Report each line in the items below that contains the word "target".

-- start --

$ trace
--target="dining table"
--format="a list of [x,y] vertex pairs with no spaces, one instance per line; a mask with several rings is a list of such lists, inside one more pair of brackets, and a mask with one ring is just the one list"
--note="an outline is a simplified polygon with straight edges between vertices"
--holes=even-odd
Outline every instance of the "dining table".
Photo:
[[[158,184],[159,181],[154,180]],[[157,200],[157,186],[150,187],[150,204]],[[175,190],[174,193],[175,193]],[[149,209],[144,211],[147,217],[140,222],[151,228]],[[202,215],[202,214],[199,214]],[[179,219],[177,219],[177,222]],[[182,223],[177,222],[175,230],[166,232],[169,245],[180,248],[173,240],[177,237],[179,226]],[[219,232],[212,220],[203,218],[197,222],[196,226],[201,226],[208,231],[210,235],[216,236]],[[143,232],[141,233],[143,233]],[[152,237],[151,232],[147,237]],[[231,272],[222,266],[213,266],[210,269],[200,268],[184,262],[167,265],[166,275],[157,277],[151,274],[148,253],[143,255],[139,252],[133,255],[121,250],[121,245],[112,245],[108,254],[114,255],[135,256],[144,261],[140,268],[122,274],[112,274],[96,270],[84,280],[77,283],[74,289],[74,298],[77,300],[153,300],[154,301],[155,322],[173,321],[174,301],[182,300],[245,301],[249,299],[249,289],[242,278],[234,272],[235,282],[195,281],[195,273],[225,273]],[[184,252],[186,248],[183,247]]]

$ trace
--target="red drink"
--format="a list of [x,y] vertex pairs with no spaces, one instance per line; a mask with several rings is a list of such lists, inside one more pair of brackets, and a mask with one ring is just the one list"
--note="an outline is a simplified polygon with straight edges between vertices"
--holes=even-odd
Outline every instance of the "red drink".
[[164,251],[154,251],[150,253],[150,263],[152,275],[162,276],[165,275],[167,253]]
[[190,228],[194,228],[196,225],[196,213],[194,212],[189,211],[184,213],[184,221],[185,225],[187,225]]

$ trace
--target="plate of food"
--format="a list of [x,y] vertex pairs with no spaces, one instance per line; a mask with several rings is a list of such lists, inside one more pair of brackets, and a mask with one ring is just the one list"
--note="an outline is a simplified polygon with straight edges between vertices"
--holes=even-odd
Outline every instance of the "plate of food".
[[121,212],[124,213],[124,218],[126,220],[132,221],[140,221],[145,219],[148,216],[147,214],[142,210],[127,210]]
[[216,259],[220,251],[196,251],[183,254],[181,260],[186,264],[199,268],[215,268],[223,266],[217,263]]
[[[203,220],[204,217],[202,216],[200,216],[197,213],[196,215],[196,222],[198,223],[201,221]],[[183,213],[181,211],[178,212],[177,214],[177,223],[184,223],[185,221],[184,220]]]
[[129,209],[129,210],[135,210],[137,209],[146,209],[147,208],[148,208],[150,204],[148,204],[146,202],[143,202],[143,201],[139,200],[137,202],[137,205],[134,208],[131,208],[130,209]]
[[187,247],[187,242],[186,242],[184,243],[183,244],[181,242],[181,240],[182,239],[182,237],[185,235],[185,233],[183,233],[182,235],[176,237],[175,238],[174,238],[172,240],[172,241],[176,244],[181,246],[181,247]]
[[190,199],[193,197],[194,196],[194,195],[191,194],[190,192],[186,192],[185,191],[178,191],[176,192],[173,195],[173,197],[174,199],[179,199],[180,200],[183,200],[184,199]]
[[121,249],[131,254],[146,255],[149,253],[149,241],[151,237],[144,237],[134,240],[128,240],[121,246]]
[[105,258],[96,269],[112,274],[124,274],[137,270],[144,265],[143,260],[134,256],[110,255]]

-- end --

Full response:
--target="dining table"
--target="red drink"
--target="plate of food"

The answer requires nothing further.